• **GIVEN PROBLEM**: Convert every line of the listing below into a two-column Markdown table, with "Row" holding a sequential number and "Text" holding the line itself, and omit blank lines.

• **MATERIAL FOR THIS TASK**:

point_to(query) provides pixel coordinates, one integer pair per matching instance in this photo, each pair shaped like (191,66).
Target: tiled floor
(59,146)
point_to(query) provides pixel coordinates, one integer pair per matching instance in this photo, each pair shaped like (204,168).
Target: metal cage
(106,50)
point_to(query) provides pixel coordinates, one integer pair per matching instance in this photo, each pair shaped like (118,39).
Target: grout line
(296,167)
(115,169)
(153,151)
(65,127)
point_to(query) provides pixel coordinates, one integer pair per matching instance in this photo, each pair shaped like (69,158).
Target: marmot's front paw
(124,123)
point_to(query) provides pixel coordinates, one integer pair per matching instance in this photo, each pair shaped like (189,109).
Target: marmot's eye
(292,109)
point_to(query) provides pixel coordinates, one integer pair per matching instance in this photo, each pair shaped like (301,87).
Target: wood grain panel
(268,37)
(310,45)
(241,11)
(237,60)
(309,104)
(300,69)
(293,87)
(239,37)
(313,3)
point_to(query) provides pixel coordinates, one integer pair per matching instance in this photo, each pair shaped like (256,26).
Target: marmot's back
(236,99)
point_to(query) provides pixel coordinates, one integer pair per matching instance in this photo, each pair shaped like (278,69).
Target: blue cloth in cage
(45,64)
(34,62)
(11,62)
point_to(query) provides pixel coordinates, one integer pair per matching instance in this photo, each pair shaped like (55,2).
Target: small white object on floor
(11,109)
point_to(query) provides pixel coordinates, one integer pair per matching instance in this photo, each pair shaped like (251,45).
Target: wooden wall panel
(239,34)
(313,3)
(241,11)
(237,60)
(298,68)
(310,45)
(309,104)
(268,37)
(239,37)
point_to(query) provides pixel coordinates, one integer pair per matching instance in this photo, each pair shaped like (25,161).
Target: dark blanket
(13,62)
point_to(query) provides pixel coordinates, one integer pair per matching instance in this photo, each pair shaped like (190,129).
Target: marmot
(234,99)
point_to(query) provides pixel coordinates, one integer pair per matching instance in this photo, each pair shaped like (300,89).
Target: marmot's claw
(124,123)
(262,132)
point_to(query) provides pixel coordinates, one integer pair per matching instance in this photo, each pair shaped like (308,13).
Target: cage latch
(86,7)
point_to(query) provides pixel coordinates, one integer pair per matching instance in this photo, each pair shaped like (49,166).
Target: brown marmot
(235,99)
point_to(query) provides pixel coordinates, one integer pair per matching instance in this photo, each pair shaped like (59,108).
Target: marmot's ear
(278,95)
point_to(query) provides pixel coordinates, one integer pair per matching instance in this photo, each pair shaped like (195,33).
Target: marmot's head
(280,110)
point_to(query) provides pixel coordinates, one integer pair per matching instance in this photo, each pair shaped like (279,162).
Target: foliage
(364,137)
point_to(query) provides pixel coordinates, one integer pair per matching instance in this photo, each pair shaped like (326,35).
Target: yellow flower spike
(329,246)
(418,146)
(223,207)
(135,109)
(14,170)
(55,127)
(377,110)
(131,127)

• **ANSWER TO THIS PROBLEM**:
| Row | Text |
|---|---|
| 1 | point_to(query) provides pixel coordinates, one integer pair per matching instance in this photo, each pair shaped like (191,66). |
| 2 | Target: tiled floor |
| 3 | (59,146) |
| 4 | point_to(query) provides pixel coordinates, one integer pair per matching instance in this photo, each pair shaped like (204,168). |
| 5 | Target: metal cage |
| 6 | (106,50) |
| 7 | point_to(query) provides pixel coordinates, one integer pair per matching instance in this photo, each pair shaped like (118,39). |
| 8 | Target: grout line |
| 9 | (296,167) |
| 10 | (115,169) |
| 11 | (153,151) |
| 12 | (65,127) |
| 13 | point_to(query) provides pixel coordinates, one integer pair per matching instance in this photo, each pair shaped like (69,158). |
| 14 | Target: marmot's front paw |
| 15 | (124,123) |
| 16 | point_to(query) provides pixel coordinates, one integer pair per matching instance in this photo, each pair shaped like (189,109). |
| 17 | Target: marmot's eye |
| 18 | (292,109) |
| 19 | point_to(query) provides pixel coordinates, one integer pair per matching instance in this photo, each pair shaped like (301,87). |
| 20 | Target: wood grain panel |
| 21 | (268,37) |
| 22 | (310,45) |
| 23 | (241,11) |
| 24 | (237,60) |
| 25 | (309,104) |
| 26 | (300,69) |
| 27 | (293,87) |
| 28 | (239,37) |
| 29 | (313,3) |
| 30 | point_to(query) provides pixel coordinates, one integer pair per matching instance in this photo, each pair shaped like (256,26). |
| 31 | Target: marmot's back |
| 32 | (236,99) |
| 33 | point_to(query) provides pixel coordinates, one integer pair per matching instance in this photo, each pair shaped like (278,69). |
| 34 | Target: blue cloth in cage |
| 35 | (45,64) |
| 36 | (34,62) |
| 37 | (11,62) |
| 38 | point_to(query) provides pixel coordinates, one integer pair per matching instance in this photo, each pair shaped like (55,2). |
| 39 | Target: small white object on floor |
| 40 | (11,109) |
| 41 | point_to(query) provides pixel coordinates, one integer pair per matching instance in this photo, each pair shaped like (251,45). |
| 42 | Target: wooden wall panel |
| 43 | (239,34) |
| 44 | (313,3) |
| 45 | (241,11) |
| 46 | (237,60) |
| 47 | (298,68) |
| 48 | (310,45) |
| 49 | (309,104) |
| 50 | (268,37) |
| 51 | (239,37) |
| 52 | point_to(query) provides pixel coordinates, one integer pair per matching instance in this photo, each pair shaped like (25,161). |
| 53 | Target: dark blanket |
| 54 | (13,62) |
| 55 | point_to(query) provides pixel coordinates, one integer pair per matching instance in this photo, each pair shaped like (190,129). |
| 56 | Target: marmot |
| 57 | (234,99) |
| 58 | point_to(query) provides pixel coordinates, one integer pair per matching instance in this photo, each pair shaped like (300,89). |
| 59 | Target: marmot's claw |
| 60 | (124,123) |
| 61 | (262,132) |
| 62 | point_to(query) provides pixel coordinates, one integer pair per matching instance in this photo, each pair shaped like (308,13). |
| 63 | Target: cage latch |
| 64 | (86,7) |
| 65 | point_to(query) provides pixel coordinates, one integer pair per matching instance in this photo, each pair shaped like (49,166). |
| 66 | Target: brown marmot |
| 67 | (235,99) |
| 68 | point_to(query) provides pixel coordinates, one integer pair per matching instance in this photo, each pair shaped like (59,108). |
| 69 | Target: marmot's ear |
| 70 | (278,95) |
| 71 | point_to(query) provides pixel coordinates, one integer pair per matching instance in this photo, each pair shaped like (195,33). |
| 72 | Target: marmot's head |
| 73 | (280,110) |
| 74 | point_to(query) provides pixel coordinates, one integer pair per matching instance in this photo, each pair shaped like (279,162). |
| 75 | Target: foliage |
| 76 | (364,137) |
| 77 | point_to(query) provides pixel coordinates, one integer pair per matching instance in this photo, each pair shaped like (326,35). |
| 78 | Target: yellow flower spike |
| 79 | (329,246) |
| 80 | (418,146) |
| 81 | (223,207) |
| 82 | (135,109) |
| 83 | (14,170) |
| 84 | (55,127) |
| 85 | (377,110) |
| 86 | (131,127) |